WRITTEN EXERCISE:
Copy the listing below word for word, leaving out the pictures.

AVAILABLE DATA:

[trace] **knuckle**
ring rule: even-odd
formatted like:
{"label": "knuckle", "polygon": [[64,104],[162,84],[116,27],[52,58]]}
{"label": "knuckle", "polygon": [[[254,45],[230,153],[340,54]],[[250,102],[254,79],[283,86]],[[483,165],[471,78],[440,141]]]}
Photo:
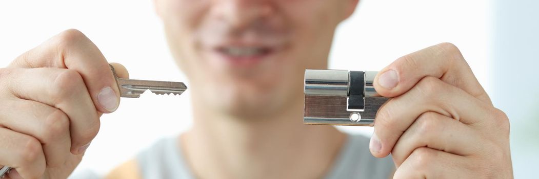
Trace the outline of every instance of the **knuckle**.
{"label": "knuckle", "polygon": [[[398,65],[396,66],[397,68],[402,68],[402,67],[406,67],[406,70],[413,70],[416,69],[420,67],[420,63],[418,61],[417,59],[414,56],[413,54],[407,54],[402,57],[399,58],[397,60],[398,61]],[[397,70],[398,71],[401,71],[404,70]]]}
{"label": "knuckle", "polygon": [[410,155],[414,168],[420,171],[427,170],[429,166],[432,163],[434,157],[434,153],[426,147],[416,148]]}
{"label": "knuckle", "polygon": [[492,113],[494,114],[494,118],[496,120],[496,125],[500,126],[503,131],[507,132],[508,133],[510,126],[507,114],[502,110],[495,108]]}
{"label": "knuckle", "polygon": [[433,112],[427,112],[419,116],[416,121],[418,126],[418,134],[428,136],[426,135],[429,135],[433,131],[438,130],[438,125],[436,120],[437,117],[436,113]]}
{"label": "knuckle", "polygon": [[439,80],[432,76],[426,76],[421,79],[416,85],[420,95],[426,98],[435,97],[443,90]]}
{"label": "knuckle", "polygon": [[86,38],[86,36],[80,31],[73,28],[68,29],[57,35],[57,45],[59,49],[65,49]]}
{"label": "knuckle", "polygon": [[378,111],[378,114],[376,114],[376,119],[375,120],[375,124],[376,125],[377,128],[379,130],[381,127],[384,130],[388,130],[394,126],[392,124],[393,120],[391,119],[391,118],[393,116],[391,113],[392,110],[388,109],[388,108],[389,107],[389,105],[386,105],[380,111]]}
{"label": "knuckle", "polygon": [[35,162],[43,154],[41,143],[33,138],[28,138],[23,140],[24,147],[19,151],[19,162],[22,166]]}
{"label": "knuckle", "polygon": [[91,141],[99,132],[99,120],[96,120],[95,123],[96,124],[85,128],[84,130],[81,132],[81,140],[83,145]]}
{"label": "knuckle", "polygon": [[52,83],[51,94],[56,98],[57,102],[71,97],[76,91],[76,88],[81,83],[84,83],[82,77],[75,70],[67,69],[59,74]]}
{"label": "knuckle", "polygon": [[9,76],[12,72],[13,70],[9,68],[0,68],[0,83],[3,83],[3,82],[9,79]]}
{"label": "knuckle", "polygon": [[49,114],[44,121],[43,140],[50,141],[59,137],[69,129],[69,118],[59,109],[56,109]]}
{"label": "knuckle", "polygon": [[450,42],[443,42],[437,45],[434,47],[441,56],[448,57],[449,59],[461,60],[464,61],[464,58],[462,56],[460,50],[456,45]]}

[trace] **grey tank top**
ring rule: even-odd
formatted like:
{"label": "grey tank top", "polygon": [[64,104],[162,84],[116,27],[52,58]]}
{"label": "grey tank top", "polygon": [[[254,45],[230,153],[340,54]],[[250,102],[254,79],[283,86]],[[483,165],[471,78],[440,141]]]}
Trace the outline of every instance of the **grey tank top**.
{"label": "grey tank top", "polygon": [[[143,178],[195,178],[175,139],[161,139],[136,156]],[[362,135],[349,134],[324,178],[390,178],[395,170],[391,156],[372,156],[369,140]]]}

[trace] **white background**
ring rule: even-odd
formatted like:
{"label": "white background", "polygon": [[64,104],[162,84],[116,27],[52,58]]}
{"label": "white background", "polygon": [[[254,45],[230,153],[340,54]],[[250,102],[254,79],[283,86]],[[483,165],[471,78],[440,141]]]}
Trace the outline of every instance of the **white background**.
{"label": "white background", "polygon": [[[529,177],[539,168],[539,141],[535,138],[539,135],[535,84],[539,80],[531,77],[537,76],[533,67],[539,65],[539,48],[534,42],[539,40],[539,13],[534,10],[538,4],[363,0],[337,30],[330,68],[378,70],[407,53],[453,42],[495,105],[509,116],[515,175]],[[109,61],[123,64],[133,78],[186,81],[168,52],[150,0],[1,1],[0,67],[70,28],[85,33]],[[189,90],[179,97],[149,94],[122,98],[115,112],[101,118],[100,133],[76,171],[106,173],[156,140],[184,131],[191,123],[190,100]],[[369,128],[342,128],[372,132]]]}

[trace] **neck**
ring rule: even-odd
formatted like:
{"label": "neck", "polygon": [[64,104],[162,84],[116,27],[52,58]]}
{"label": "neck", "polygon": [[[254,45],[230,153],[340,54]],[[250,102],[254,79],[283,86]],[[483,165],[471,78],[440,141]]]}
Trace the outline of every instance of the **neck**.
{"label": "neck", "polygon": [[333,126],[303,125],[302,101],[297,101],[272,119],[259,120],[194,105],[193,127],[179,138],[194,174],[203,178],[323,176],[345,135]]}

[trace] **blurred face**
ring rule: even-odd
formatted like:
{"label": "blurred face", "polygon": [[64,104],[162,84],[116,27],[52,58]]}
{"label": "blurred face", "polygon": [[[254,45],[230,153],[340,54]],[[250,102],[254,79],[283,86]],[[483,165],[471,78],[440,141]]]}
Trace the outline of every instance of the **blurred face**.
{"label": "blurred face", "polygon": [[155,0],[194,104],[243,118],[302,103],[306,68],[325,68],[354,0]]}

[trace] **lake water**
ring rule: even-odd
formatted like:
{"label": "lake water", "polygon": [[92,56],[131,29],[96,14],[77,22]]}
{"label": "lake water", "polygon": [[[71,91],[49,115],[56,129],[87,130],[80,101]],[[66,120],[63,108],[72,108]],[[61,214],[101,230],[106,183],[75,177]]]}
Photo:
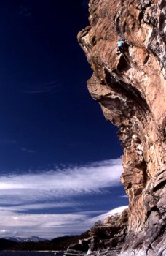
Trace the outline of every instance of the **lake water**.
{"label": "lake water", "polygon": [[12,252],[12,251],[0,251],[0,256],[63,256],[62,252]]}

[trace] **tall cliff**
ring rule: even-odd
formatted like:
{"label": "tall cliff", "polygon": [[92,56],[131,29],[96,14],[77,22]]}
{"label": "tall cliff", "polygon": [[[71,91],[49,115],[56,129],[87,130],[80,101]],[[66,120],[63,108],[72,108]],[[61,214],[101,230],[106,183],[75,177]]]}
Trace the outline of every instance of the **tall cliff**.
{"label": "tall cliff", "polygon": [[[166,2],[90,0],[78,34],[93,70],[88,89],[119,127],[130,200],[122,255],[166,255]],[[117,55],[117,42],[127,50]]]}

WRITTEN ANSWER:
[trace] **knuckle**
ring rule: even-odd
formatted like:
{"label": "knuckle", "polygon": [[64,104],[162,84],[116,27],[52,58]]}
{"label": "knuckle", "polygon": [[[254,45],[230,153],[340,54]],[[250,102],[254,79],[283,86]],[[483,165],[471,78],[440,141]]]}
Photo:
Trace the outline of every instance of the **knuckle**.
{"label": "knuckle", "polygon": [[[398,65],[396,66],[397,68],[402,68],[402,67],[406,67],[406,70],[413,70],[416,69],[420,67],[420,63],[418,61],[417,59],[414,56],[413,54],[407,54],[402,57],[399,58],[397,60],[398,61]],[[397,70],[398,71],[401,71],[404,70]]]}
{"label": "knuckle", "polygon": [[410,155],[414,168],[420,171],[427,170],[429,166],[432,163],[434,157],[434,153],[426,147],[416,148]]}
{"label": "knuckle", "polygon": [[492,113],[494,114],[494,118],[496,120],[496,125],[500,126],[503,131],[507,132],[508,133],[510,126],[507,114],[502,110],[495,108]]}
{"label": "knuckle", "polygon": [[433,112],[427,112],[419,116],[416,121],[418,126],[418,134],[428,136],[426,135],[429,135],[433,131],[438,130],[438,125],[436,120],[437,117],[436,113]]}
{"label": "knuckle", "polygon": [[439,80],[432,76],[426,76],[421,79],[416,85],[420,95],[426,98],[435,97],[443,90]]}
{"label": "knuckle", "polygon": [[86,38],[86,36],[80,31],[73,28],[68,29],[57,35],[57,45],[59,49],[65,49]]}
{"label": "knuckle", "polygon": [[378,111],[378,114],[376,114],[376,119],[375,120],[375,124],[376,125],[377,128],[379,130],[381,127],[384,130],[388,130],[394,126],[392,124],[393,120],[391,119],[391,118],[393,116],[391,113],[392,110],[388,109],[388,108],[389,107],[389,105],[386,105],[380,111]]}
{"label": "knuckle", "polygon": [[35,162],[43,154],[41,143],[33,138],[28,138],[23,140],[24,147],[19,151],[19,162],[22,166]]}
{"label": "knuckle", "polygon": [[91,141],[99,132],[99,120],[96,120],[95,123],[96,124],[85,128],[84,130],[81,132],[81,140],[83,145]]}
{"label": "knuckle", "polygon": [[52,83],[51,94],[56,98],[57,102],[71,97],[76,91],[76,88],[81,83],[84,83],[82,77],[75,70],[67,69],[59,74]]}
{"label": "knuckle", "polygon": [[9,76],[12,72],[13,70],[9,68],[0,68],[0,83],[3,83],[3,82],[9,79]]}
{"label": "knuckle", "polygon": [[49,114],[44,121],[43,140],[50,141],[59,137],[69,129],[69,118],[59,109],[56,109]]}
{"label": "knuckle", "polygon": [[450,42],[443,42],[437,45],[434,47],[441,56],[448,57],[449,59],[461,60],[464,61],[464,58],[462,56],[460,50],[456,45]]}

[trace] **grey tank top**
ring rule: even-odd
formatted like:
{"label": "grey tank top", "polygon": [[64,104],[162,84],[116,27],[52,58]]}
{"label": "grey tank top", "polygon": [[[254,45],[230,153],[340,54]],[[250,102],[254,79],[283,86]],[[483,165],[471,78],[440,141]]]}
Trace the outline of every instance of the **grey tank top**.
{"label": "grey tank top", "polygon": [[[143,178],[195,178],[175,139],[161,139],[136,156]],[[362,135],[349,134],[324,178],[390,178],[395,170],[391,156],[372,156],[369,140]]]}

[trace] **white background**
ring rule: even-odd
formatted like:
{"label": "white background", "polygon": [[64,104],[162,84],[116,27],[52,58]]}
{"label": "white background", "polygon": [[[254,45],[230,153],[340,54]],[[250,102],[254,79],[283,86]],[[483,165],[471,78],[440,141]]]}
Trace the outline of every instance of the **white background**.
{"label": "white background", "polygon": [[[529,177],[539,168],[539,141],[535,138],[539,135],[535,84],[539,80],[531,77],[537,76],[533,67],[539,65],[539,48],[534,42],[539,40],[539,13],[534,10],[538,4],[363,0],[337,30],[330,68],[378,70],[407,53],[453,42],[495,105],[509,116],[515,175]],[[109,61],[123,64],[133,78],[186,81],[168,52],[150,0],[1,1],[0,67],[70,28],[85,33]],[[189,90],[179,97],[149,94],[122,98],[115,112],[101,118],[100,133],[76,171],[106,173],[156,140],[184,131],[191,123],[190,100]],[[369,128],[342,128],[372,132]]]}

[trace] **neck**
ring rule: even-odd
formatted like:
{"label": "neck", "polygon": [[64,104],[162,84],[116,27],[52,58]]}
{"label": "neck", "polygon": [[[254,45],[230,153],[340,54]],[[250,102],[254,79],[283,86]],[[483,165],[471,78],[440,141]]]}
Trace the outline of every instance of the **neck**.
{"label": "neck", "polygon": [[333,126],[303,125],[302,101],[297,101],[272,119],[259,120],[194,105],[193,127],[179,138],[194,174],[203,178],[323,176],[345,135]]}

[trace] **blurred face**
ring rule: even-odd
formatted like:
{"label": "blurred face", "polygon": [[64,104],[162,84],[116,27],[52,58]]}
{"label": "blurred face", "polygon": [[[254,45],[230,153],[340,54]],[[250,102],[254,79],[283,86]],[[483,165],[471,78],[440,141]]]}
Trace the outline of every instance of the **blurred face**.
{"label": "blurred face", "polygon": [[155,0],[194,104],[243,118],[302,103],[306,68],[325,68],[354,0]]}

[trace] **lake water**
ring rule: even-odd
formatted like:
{"label": "lake water", "polygon": [[92,56],[131,29],[96,14],[77,22]]}
{"label": "lake water", "polygon": [[[71,91],[49,115],[56,129],[87,130],[80,101]],[[66,120],[63,108],[72,108]],[[61,214],[101,230],[106,183],[75,177]]]}
Photo:
Trace the outline of every instance of the **lake water**.
{"label": "lake water", "polygon": [[12,252],[12,251],[0,251],[0,256],[63,256],[62,252]]}

[trace] **tall cliff**
ring rule: even-odd
formatted like:
{"label": "tall cliff", "polygon": [[92,56],[131,29],[96,14],[77,22]]}
{"label": "tall cliff", "polygon": [[[71,91],[49,115],[56,129],[87,130],[80,101]],[[66,120],[63,108],[72,108]],[[61,214],[101,230],[106,183],[75,177]]]}
Trace the outline of every instance of the **tall cliff**.
{"label": "tall cliff", "polygon": [[[166,2],[90,0],[78,34],[93,70],[88,89],[119,127],[130,200],[122,255],[166,255]],[[117,55],[117,42],[127,50]]]}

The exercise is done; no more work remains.